_What to produce_
Gather every line of the data below that contains the word "outline", matching case exactly.

Entries from a collection:
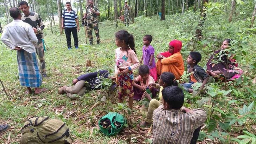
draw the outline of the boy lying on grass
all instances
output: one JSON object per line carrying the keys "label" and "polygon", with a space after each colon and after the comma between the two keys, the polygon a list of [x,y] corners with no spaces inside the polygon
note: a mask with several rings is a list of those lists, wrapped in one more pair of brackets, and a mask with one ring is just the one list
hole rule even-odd
{"label": "boy lying on grass", "polygon": [[193,133],[206,120],[206,112],[201,109],[182,107],[184,94],[178,86],[166,87],[162,93],[162,104],[153,113],[152,143],[196,143],[199,131],[192,139]]}

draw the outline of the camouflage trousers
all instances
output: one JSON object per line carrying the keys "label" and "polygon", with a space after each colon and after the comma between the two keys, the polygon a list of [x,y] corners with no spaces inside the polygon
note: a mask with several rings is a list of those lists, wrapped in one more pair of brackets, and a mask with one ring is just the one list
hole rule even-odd
{"label": "camouflage trousers", "polygon": [[92,28],[94,30],[95,35],[97,38],[97,41],[100,41],[100,32],[98,23],[93,24],[87,24],[86,28],[87,30],[87,35],[89,39],[90,42],[92,42],[93,37],[92,37]]}
{"label": "camouflage trousers", "polygon": [[123,18],[124,19],[124,25],[126,25],[127,22],[127,25],[129,25],[130,23],[130,15],[124,15]]}
{"label": "camouflage trousers", "polygon": [[44,59],[44,46],[43,44],[43,40],[40,38],[38,39],[38,42],[37,42],[37,46],[36,44],[35,45],[35,47],[36,49],[37,49],[36,50],[36,52],[37,54],[37,55],[39,57],[39,60],[40,60],[42,74],[46,74],[45,61]]}

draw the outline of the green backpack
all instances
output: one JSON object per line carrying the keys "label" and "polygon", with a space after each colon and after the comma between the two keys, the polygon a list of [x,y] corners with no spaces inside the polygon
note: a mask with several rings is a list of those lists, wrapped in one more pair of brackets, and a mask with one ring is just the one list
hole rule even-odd
{"label": "green backpack", "polygon": [[109,112],[99,121],[101,131],[108,136],[116,135],[123,129],[126,120],[116,112]]}
{"label": "green backpack", "polygon": [[71,144],[69,129],[64,122],[47,116],[33,117],[24,124],[20,142],[22,144]]}

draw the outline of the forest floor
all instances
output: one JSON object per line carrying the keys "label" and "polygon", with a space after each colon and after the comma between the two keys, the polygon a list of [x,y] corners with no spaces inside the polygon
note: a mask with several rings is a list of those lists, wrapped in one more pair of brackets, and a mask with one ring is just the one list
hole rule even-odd
{"label": "forest floor", "polygon": [[[190,14],[192,15],[192,14]],[[184,18],[176,19],[175,21],[175,18],[180,18],[180,16],[177,15],[175,18],[167,16],[166,20],[164,21],[160,21],[159,17],[156,16],[151,19],[139,17],[135,19],[135,23],[131,24],[129,27],[125,27],[123,24],[119,23],[118,28],[115,27],[114,23],[109,21],[101,22],[101,43],[97,45],[94,40],[94,44],[92,46],[85,44],[84,27],[80,27],[80,31],[78,33],[79,48],[76,49],[72,45],[73,48],[70,51],[68,50],[65,34],[59,34],[57,26],[53,28],[53,33],[51,33],[47,25],[43,31],[45,35],[44,39],[47,46],[45,57],[47,77],[43,79],[41,87],[47,88],[48,90],[46,92],[37,95],[25,94],[26,88],[21,86],[20,84],[16,53],[10,51],[0,41],[0,55],[2,55],[0,58],[0,77],[8,94],[8,96],[5,95],[2,86],[0,86],[0,123],[7,123],[11,125],[9,129],[0,134],[0,143],[19,143],[22,127],[27,119],[34,116],[47,116],[51,118],[60,119],[66,123],[70,128],[71,136],[75,144],[150,143],[152,137],[152,126],[139,129],[137,126],[145,118],[140,112],[141,102],[134,101],[132,114],[130,115],[127,111],[121,110],[121,106],[118,105],[116,91],[107,88],[87,91],[82,97],[72,100],[65,95],[58,94],[58,89],[65,85],[71,85],[72,80],[80,75],[99,69],[107,69],[113,73],[115,64],[115,49],[116,48],[114,34],[120,30],[126,30],[133,34],[139,59],[142,55],[142,38],[145,35],[150,34],[153,36],[152,45],[155,49],[155,55],[160,52],[167,50],[168,44],[170,40],[180,39],[183,43],[182,53],[184,61],[190,51],[197,50],[202,53],[202,60],[199,64],[203,67],[211,53],[219,47],[219,47],[223,39],[233,38],[232,35],[238,32],[222,35],[223,32],[218,32],[217,35],[215,35],[214,31],[218,29],[218,26],[216,25],[211,26],[214,30],[209,28],[210,26],[205,26],[208,29],[204,32],[205,33],[204,36],[206,38],[205,40],[210,41],[209,45],[211,45],[213,48],[205,48],[207,44],[200,45],[198,44],[200,42],[194,38],[198,17],[191,15],[188,14]],[[209,23],[206,25],[207,24],[210,25]],[[232,31],[235,27],[234,26],[232,27],[233,29],[228,30]],[[95,40],[94,33],[93,32],[94,39]],[[227,37],[224,37],[226,36]],[[210,39],[209,38],[212,39]],[[250,52],[251,54],[242,58],[242,64],[244,65],[243,68],[245,69],[246,77],[248,78],[246,78],[248,80],[247,83],[243,84],[244,87],[250,88],[251,92],[255,93],[255,89],[254,89],[255,88],[255,73],[250,71],[248,66],[251,64],[251,60],[255,57],[255,50],[253,48],[255,47],[255,44],[253,42],[255,41],[251,38],[248,41],[248,49],[251,50],[250,52]],[[89,44],[88,39],[87,42]],[[73,44],[72,40],[72,45]],[[92,62],[90,66],[86,66],[88,60]],[[186,64],[185,63],[184,64]],[[185,66],[186,67],[186,65]],[[135,73],[135,75],[137,75],[136,71]],[[238,86],[236,87],[237,91],[244,92],[245,88],[242,87]],[[228,89],[228,86],[225,87]],[[246,91],[243,94],[246,97],[250,95],[250,93],[251,93]],[[187,94],[186,96],[185,105],[192,109],[198,106],[196,101],[201,97],[191,100],[190,95]],[[232,94],[231,96],[234,97]],[[103,96],[107,97],[105,102],[100,100]],[[233,98],[242,99],[241,102],[247,104],[255,98],[249,100],[239,97]],[[210,103],[210,100],[209,103]],[[240,107],[243,107],[243,104],[236,105],[236,108],[241,109]],[[125,105],[123,106],[124,107],[121,108],[126,107]],[[204,108],[205,110],[208,109],[207,107]],[[237,112],[237,110],[235,111],[236,112]],[[100,130],[98,120],[108,112],[114,111],[125,113],[128,126],[118,135],[107,136]],[[206,122],[205,123],[206,124]],[[241,126],[236,124],[236,126],[226,132],[231,137],[236,138],[242,135],[242,130],[247,129],[248,126],[246,124]],[[255,126],[255,124],[253,123],[251,127],[255,130],[256,129],[254,126]],[[222,131],[219,126],[215,128],[220,132]],[[205,126],[203,126],[201,130],[205,133],[207,132],[207,130]],[[211,133],[207,133],[210,135]],[[198,143],[222,143],[219,139],[216,139],[212,140],[205,138],[201,141],[198,141]]]}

_Answer to this task_
draw the outline of the boy lying on grass
draw the outline of the camouflage trousers
draw the outline of the green backpack
draw the outline of the forest floor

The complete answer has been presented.